Coordinate annotation data
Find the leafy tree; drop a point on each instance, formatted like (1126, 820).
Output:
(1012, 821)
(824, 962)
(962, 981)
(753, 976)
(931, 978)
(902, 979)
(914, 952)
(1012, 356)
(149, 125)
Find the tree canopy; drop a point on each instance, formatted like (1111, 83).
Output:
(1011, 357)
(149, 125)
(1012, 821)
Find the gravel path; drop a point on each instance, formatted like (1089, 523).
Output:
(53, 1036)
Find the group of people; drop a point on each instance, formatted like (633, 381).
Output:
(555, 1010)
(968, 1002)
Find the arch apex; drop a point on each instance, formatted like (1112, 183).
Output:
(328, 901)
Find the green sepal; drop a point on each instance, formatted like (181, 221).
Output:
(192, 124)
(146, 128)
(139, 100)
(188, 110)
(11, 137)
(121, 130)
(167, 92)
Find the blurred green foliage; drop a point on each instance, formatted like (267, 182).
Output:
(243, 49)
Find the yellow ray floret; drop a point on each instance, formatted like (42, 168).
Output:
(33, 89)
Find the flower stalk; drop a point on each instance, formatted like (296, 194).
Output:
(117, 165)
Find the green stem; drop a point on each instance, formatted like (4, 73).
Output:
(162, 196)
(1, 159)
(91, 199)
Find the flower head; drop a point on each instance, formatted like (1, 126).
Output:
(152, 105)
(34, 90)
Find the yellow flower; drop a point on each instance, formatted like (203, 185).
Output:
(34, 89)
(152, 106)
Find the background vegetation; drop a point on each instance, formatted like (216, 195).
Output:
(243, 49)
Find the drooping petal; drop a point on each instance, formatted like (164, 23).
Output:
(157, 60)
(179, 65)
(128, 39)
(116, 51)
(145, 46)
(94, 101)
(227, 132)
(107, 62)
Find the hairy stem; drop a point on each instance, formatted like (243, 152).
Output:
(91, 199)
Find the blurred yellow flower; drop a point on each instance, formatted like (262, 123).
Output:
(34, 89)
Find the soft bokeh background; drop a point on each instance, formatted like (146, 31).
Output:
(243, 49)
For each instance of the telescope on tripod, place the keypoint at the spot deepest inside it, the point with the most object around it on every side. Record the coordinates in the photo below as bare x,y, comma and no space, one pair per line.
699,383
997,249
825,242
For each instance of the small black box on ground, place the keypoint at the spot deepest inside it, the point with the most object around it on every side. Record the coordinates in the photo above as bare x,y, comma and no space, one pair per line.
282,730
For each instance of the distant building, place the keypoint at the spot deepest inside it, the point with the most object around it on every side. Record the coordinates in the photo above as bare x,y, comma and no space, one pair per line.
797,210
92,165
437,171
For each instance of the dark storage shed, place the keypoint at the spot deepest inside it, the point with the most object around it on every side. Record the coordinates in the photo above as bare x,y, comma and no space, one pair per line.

| Requirements |
Output all of the data above line for line, copying every character verbatim.

| Full response |
Find the leafy tree; drop a point on each instance, formatted like (1126, 820).
Output:
(1012, 821)
(824, 962)
(962, 981)
(753, 976)
(931, 978)
(902, 979)
(914, 952)
(1012, 356)
(149, 125)
Find the tree canopy; drop a point on each instance, formatted like (1111, 83).
Output:
(1011, 357)
(149, 125)
(1012, 821)
Find the gravel path; drop a point on each instance, formatted like (1089, 523).
Output:
(53, 1036)
Find the group of people; drop a point on each instance, formatted like (633, 381).
Output:
(555, 1010)
(968, 1002)
Find the arch apex; drop a point on each instance, formatted like (1112, 183).
Output:
(328, 901)
Find the green sepal; drop a point on each instance, formatted like (181, 221).
Output:
(192, 124)
(146, 128)
(139, 100)
(188, 110)
(11, 137)
(121, 130)
(167, 92)
Find the blurred green foliage; drop a point on each instance, formatted like (267, 182).
Output:
(243, 49)
Find the yellow ray floret; drop a point on each instance, formatted like (42, 168).
Output:
(33, 89)
Find the flower stalk; drop a point on each instance, formatted like (296, 194).
Output:
(117, 165)
Find the green stem; drop a point on each instance, formatted like (4, 73).
Output:
(162, 196)
(1, 159)
(91, 199)
Find the flower head; drop a point on each instance, formatted like (1, 126).
Output:
(152, 105)
(34, 90)
Find the yellow flower; drop a point on each instance, formatted like (203, 185).
Output:
(34, 89)
(152, 106)
Find the background vegetation; drop a point on each instance, formatted like (216, 195).
Output:
(243, 49)
Find the drooping petal; drop a point on each instance, formatted like (164, 23).
Output:
(157, 60)
(179, 65)
(128, 39)
(116, 51)
(145, 46)
(94, 101)
(227, 132)
(107, 62)
Find the hairy stem; drop a point on each instance, formatted like (243, 152).
Output:
(91, 199)
Find the blurred yellow flower; drop a point on each instance, formatted like (262, 123).
Output:
(34, 89)
Find the soft bokeh background; drop a point on each instance, formatted like (146, 31).
Output:
(243, 49)
For each instance of the telescope on tripod, place the keypoint at the spot deepest inside it, the point with the most object around it on every side. Record the coordinates in the photo below as bare x,y, comma and no space, one pair per line.
699,383
997,249
825,242
For each instance of the small black box on ground, place the keypoint at the spot deepest inside it, the point with the most object around it on every side. Record the coordinates in the photo above as bare x,y, comma and no space, one pair per line.
282,730
For each instance of the distant building, place the keypoint at the spot deepest inside it, the point with the most object around it on every side. Record the coordinates in the photo above as bare x,y, comma and no space, one pair per line.
797,210
92,165
437,171
For each instance of the dark storage shed, place the keypoint at the spot deepest inside it, the point with the most object around it on every side. Record the coordinates in the photo above as bare x,y, comma and no space, one pair per line.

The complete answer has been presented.